[Object position labeling entries]
□ □ □
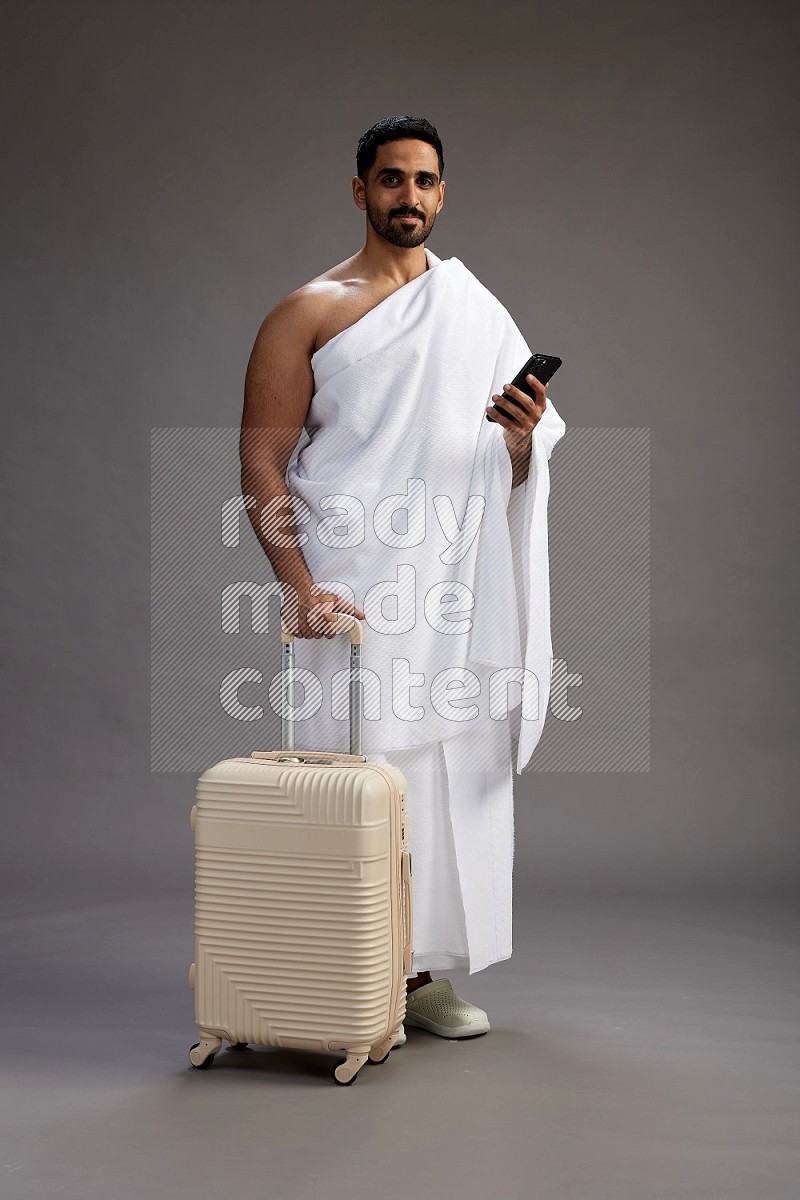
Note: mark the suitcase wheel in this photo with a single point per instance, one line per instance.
(200, 1056)
(347, 1069)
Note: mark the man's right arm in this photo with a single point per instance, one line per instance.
(278, 387)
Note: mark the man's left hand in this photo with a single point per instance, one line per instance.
(524, 419)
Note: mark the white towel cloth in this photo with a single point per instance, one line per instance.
(401, 456)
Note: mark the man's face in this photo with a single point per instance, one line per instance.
(403, 192)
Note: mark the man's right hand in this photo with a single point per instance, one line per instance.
(311, 612)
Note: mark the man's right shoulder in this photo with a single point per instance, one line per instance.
(307, 307)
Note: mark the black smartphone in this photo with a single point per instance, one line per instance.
(542, 366)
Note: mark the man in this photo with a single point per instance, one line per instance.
(385, 359)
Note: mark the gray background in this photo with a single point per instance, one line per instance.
(623, 178)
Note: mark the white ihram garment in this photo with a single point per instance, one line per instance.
(401, 459)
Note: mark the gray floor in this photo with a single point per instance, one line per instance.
(641, 1050)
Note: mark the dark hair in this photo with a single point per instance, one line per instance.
(392, 129)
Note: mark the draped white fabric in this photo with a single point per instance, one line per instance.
(404, 505)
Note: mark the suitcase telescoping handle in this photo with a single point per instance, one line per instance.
(346, 623)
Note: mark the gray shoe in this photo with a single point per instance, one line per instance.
(435, 1007)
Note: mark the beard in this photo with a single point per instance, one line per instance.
(389, 227)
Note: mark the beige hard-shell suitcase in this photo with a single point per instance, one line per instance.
(302, 897)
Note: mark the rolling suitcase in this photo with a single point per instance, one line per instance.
(302, 917)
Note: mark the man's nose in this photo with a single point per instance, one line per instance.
(409, 197)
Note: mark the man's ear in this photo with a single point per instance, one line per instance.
(359, 192)
(441, 196)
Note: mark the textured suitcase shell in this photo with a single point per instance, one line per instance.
(302, 905)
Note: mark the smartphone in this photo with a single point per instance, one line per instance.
(542, 366)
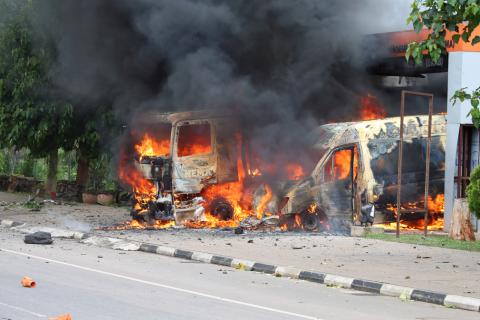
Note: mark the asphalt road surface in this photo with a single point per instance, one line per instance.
(96, 283)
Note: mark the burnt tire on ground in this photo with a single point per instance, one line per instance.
(222, 209)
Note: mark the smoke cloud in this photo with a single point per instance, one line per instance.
(283, 66)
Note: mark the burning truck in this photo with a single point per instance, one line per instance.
(193, 169)
(196, 169)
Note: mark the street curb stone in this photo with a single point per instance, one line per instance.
(312, 276)
(405, 293)
(428, 296)
(365, 285)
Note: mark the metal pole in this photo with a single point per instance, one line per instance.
(400, 163)
(427, 162)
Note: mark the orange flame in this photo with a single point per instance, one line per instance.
(148, 146)
(436, 208)
(295, 171)
(371, 109)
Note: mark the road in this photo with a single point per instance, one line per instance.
(97, 283)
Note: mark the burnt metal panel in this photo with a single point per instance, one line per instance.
(227, 151)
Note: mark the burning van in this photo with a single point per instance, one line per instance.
(357, 169)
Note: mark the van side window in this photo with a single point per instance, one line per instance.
(194, 139)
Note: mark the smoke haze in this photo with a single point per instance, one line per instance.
(282, 66)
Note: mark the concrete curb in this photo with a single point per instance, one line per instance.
(380, 288)
(405, 293)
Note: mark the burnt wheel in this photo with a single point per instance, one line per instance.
(222, 209)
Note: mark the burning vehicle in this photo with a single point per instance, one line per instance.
(193, 169)
(196, 169)
(356, 175)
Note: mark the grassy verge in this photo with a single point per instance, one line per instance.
(432, 241)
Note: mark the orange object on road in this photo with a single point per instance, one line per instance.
(28, 282)
(62, 317)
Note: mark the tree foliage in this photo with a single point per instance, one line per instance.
(31, 116)
(473, 192)
(34, 113)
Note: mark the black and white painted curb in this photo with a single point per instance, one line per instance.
(404, 293)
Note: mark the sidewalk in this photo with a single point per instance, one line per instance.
(443, 270)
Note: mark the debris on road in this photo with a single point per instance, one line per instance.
(38, 237)
(28, 282)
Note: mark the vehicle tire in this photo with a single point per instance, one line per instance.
(222, 209)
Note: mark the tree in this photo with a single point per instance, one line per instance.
(31, 115)
(461, 17)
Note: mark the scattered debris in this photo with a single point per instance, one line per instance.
(28, 282)
(38, 237)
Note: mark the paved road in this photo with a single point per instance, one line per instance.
(96, 283)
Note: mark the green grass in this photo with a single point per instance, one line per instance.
(432, 241)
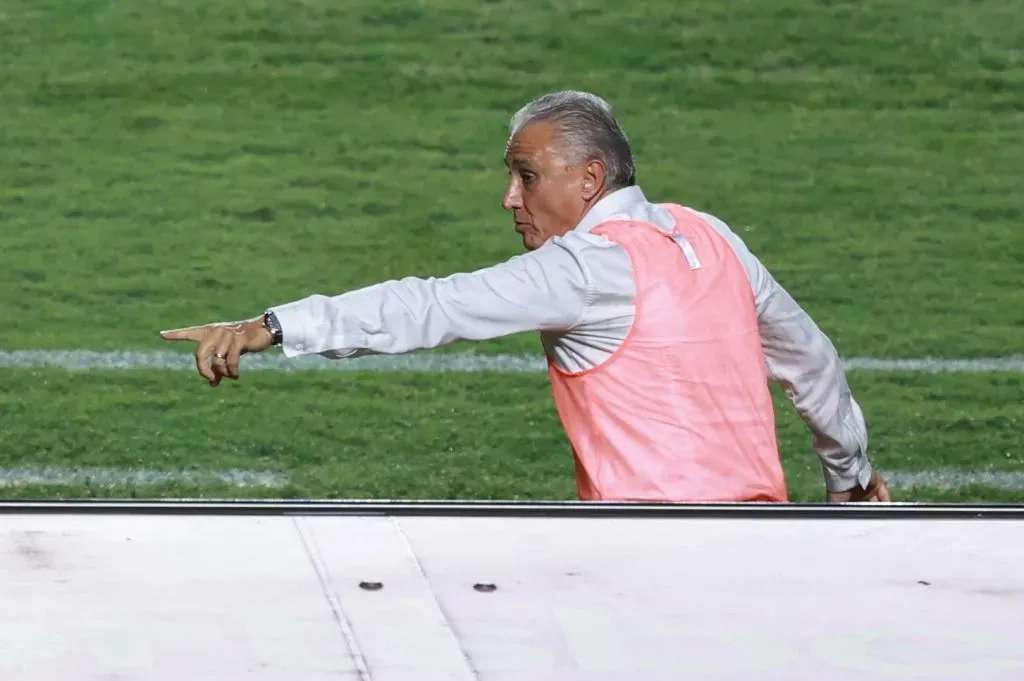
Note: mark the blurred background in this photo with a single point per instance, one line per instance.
(164, 164)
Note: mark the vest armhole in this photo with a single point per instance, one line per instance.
(637, 307)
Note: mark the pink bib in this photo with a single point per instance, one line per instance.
(682, 411)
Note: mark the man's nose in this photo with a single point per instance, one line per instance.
(511, 200)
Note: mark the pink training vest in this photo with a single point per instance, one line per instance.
(682, 411)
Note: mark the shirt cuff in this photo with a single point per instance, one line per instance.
(858, 474)
(296, 330)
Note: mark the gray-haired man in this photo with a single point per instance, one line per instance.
(571, 175)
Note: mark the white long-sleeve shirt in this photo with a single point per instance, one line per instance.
(578, 291)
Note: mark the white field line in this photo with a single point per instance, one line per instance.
(434, 363)
(113, 477)
(948, 478)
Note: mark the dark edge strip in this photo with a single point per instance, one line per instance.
(512, 509)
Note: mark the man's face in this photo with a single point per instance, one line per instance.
(546, 197)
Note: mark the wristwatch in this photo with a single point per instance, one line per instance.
(273, 326)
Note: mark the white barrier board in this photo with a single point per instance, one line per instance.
(226, 598)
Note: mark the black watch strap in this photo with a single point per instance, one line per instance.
(273, 326)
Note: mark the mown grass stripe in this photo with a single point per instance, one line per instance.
(945, 478)
(435, 363)
(115, 477)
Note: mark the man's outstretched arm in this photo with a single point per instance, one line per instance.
(546, 289)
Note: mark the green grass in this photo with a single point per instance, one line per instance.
(429, 436)
(164, 164)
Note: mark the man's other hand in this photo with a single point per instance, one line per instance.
(877, 491)
(219, 346)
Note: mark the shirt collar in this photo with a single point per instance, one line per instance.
(617, 202)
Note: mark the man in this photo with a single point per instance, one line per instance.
(660, 329)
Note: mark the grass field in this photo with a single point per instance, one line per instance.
(165, 164)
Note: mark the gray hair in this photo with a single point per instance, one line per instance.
(589, 130)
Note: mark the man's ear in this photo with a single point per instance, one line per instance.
(593, 179)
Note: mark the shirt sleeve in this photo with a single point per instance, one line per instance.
(804, 362)
(542, 290)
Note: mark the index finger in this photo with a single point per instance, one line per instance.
(196, 334)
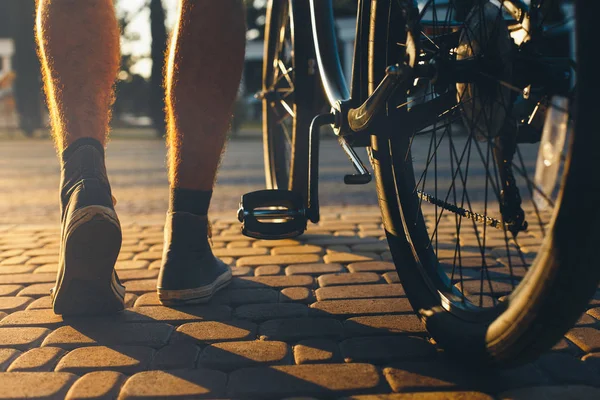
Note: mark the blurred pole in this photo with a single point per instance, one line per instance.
(28, 86)
(159, 46)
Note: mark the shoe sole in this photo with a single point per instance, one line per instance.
(86, 284)
(198, 295)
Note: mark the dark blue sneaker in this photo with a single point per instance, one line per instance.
(90, 239)
(190, 273)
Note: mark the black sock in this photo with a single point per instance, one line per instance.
(191, 201)
(73, 147)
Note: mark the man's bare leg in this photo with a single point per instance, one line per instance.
(204, 68)
(79, 49)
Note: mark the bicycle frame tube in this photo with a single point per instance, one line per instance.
(325, 39)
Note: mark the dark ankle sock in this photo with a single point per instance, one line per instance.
(192, 201)
(73, 147)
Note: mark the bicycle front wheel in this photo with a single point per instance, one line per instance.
(486, 241)
(289, 90)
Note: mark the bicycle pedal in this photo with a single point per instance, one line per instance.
(272, 214)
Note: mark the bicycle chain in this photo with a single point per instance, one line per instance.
(493, 222)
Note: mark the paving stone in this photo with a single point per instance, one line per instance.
(231, 238)
(6, 358)
(359, 307)
(27, 278)
(391, 277)
(235, 297)
(241, 252)
(317, 351)
(230, 356)
(48, 268)
(141, 286)
(263, 312)
(321, 380)
(45, 318)
(267, 270)
(42, 359)
(346, 258)
(272, 281)
(176, 356)
(14, 260)
(359, 292)
(339, 248)
(131, 264)
(255, 261)
(148, 255)
(232, 245)
(14, 253)
(137, 248)
(91, 333)
(37, 290)
(586, 338)
(296, 295)
(294, 329)
(303, 249)
(130, 299)
(566, 369)
(434, 375)
(593, 360)
(496, 381)
(372, 266)
(213, 331)
(12, 304)
(328, 240)
(17, 269)
(124, 359)
(41, 260)
(383, 325)
(552, 393)
(379, 247)
(21, 338)
(10, 290)
(348, 279)
(125, 256)
(314, 269)
(97, 385)
(35, 385)
(385, 349)
(241, 271)
(192, 384)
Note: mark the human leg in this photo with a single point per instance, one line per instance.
(204, 68)
(79, 49)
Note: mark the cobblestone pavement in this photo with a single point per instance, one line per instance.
(29, 179)
(321, 316)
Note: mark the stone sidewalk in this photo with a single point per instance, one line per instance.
(321, 316)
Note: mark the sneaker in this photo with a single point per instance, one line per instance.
(90, 239)
(190, 273)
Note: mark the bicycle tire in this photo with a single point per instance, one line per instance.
(286, 128)
(557, 287)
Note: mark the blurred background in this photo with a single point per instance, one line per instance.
(29, 171)
(145, 27)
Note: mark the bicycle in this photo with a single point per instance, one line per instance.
(436, 86)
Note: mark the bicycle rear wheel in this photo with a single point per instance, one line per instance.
(289, 90)
(493, 277)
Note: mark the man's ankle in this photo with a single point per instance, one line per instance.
(195, 202)
(76, 145)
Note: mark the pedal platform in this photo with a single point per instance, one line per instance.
(272, 214)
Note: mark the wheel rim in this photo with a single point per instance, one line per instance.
(474, 267)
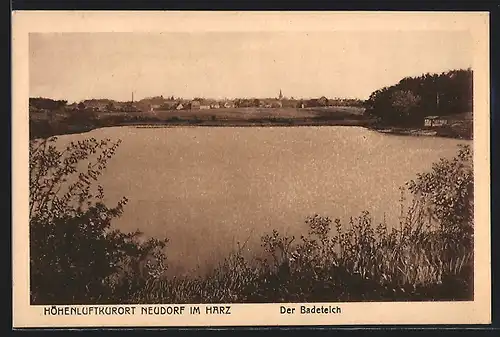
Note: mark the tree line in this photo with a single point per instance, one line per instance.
(413, 98)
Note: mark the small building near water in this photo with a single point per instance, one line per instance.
(434, 121)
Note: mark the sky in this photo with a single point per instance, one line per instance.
(78, 66)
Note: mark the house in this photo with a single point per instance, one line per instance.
(195, 105)
(434, 121)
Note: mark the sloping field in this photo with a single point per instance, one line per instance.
(256, 113)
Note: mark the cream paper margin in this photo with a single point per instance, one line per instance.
(477, 23)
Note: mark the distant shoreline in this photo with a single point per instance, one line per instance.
(368, 124)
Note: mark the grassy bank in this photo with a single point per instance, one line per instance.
(75, 256)
(326, 116)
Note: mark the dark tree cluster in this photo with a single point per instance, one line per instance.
(413, 98)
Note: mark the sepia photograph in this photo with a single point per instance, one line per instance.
(219, 167)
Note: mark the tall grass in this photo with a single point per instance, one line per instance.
(427, 255)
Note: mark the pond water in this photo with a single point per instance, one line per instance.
(209, 188)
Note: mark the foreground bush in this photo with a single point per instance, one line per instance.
(75, 257)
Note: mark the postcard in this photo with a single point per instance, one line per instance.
(181, 169)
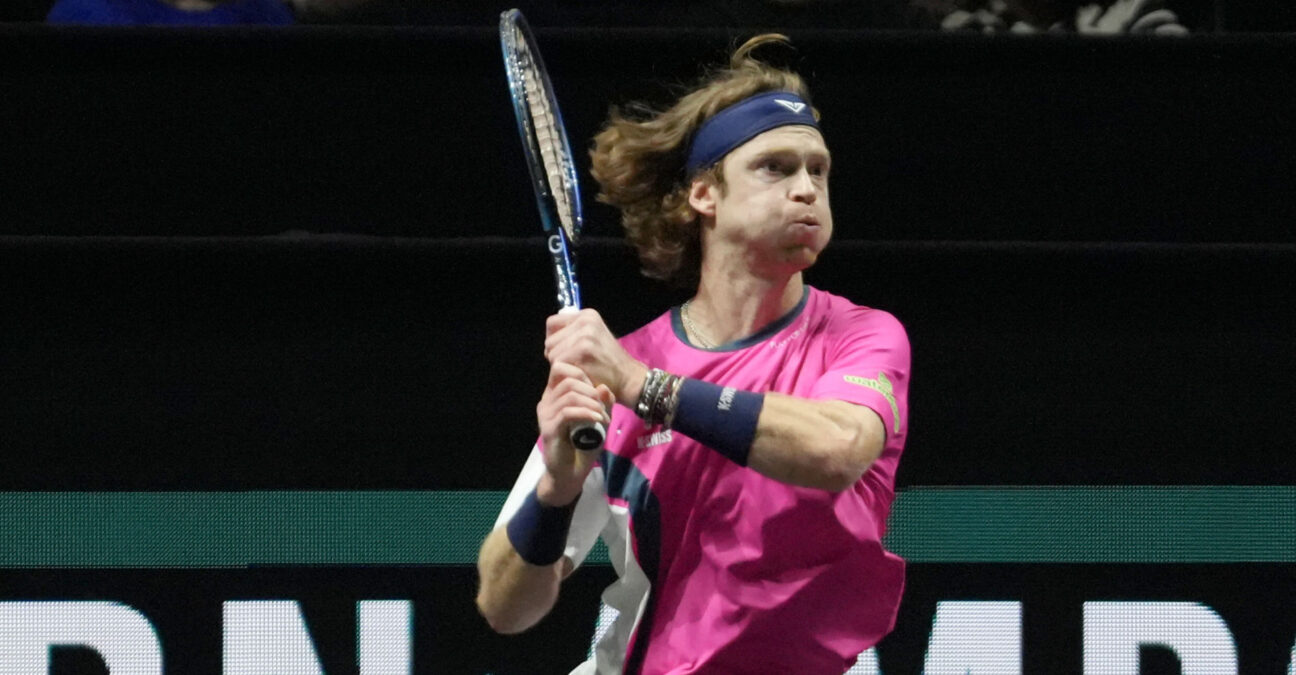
□ □ □
Repeat the material above, from its first line through the line holding "(435, 1007)", inclusive. Omit the pictures.

Note: mark the suitcase wheel in this photo with a single point per instance, one line per instance.
(200, 1056)
(347, 1069)
Note: mark the man's right arm in this photo with a single point per instance, one line per instance.
(278, 387)
Note: mark the man's left hand in this photo with a single point per instance, one line per instance.
(524, 419)
Note: mark the white towel cloth in this photo with a single point per instance, one line per instance.
(401, 456)
Note: mark the man's face in this photo with a single point per instance, one line per instance.
(403, 192)
Note: mark the man's right hand in this photo with a single point per instance, one line per instance.
(311, 612)
Note: mark the man's right shoulder in this photo with a single point per instance, one line per instance.
(307, 307)
Note: mark the black smartphone in this photo with a single point per instance, one line per instance.
(542, 366)
Note: mark the man in this photo with a single point per instance, one line per instance.
(385, 359)
Note: mark the gray background in this photo with a single point per instance, one line per instance.
(623, 178)
Note: mark the white ihram garment in this photo with a single point per instance, one line per instance.
(401, 459)
Note: mark the gray floor in this photo with a single point per instance, one line per instance.
(641, 1050)
Note: mark the dark hair in this photo with a single point per instance, one line per instance.
(392, 129)
Note: mark the draped white fabric in this photo with a single point per instance, one line per instance.
(404, 505)
Note: mark the suitcase telescoping handle in this photo with a single point per instance, one line per instance.
(346, 623)
Note: mark the gray shoe in this photo with a single point per instance, one line per instance.
(435, 1007)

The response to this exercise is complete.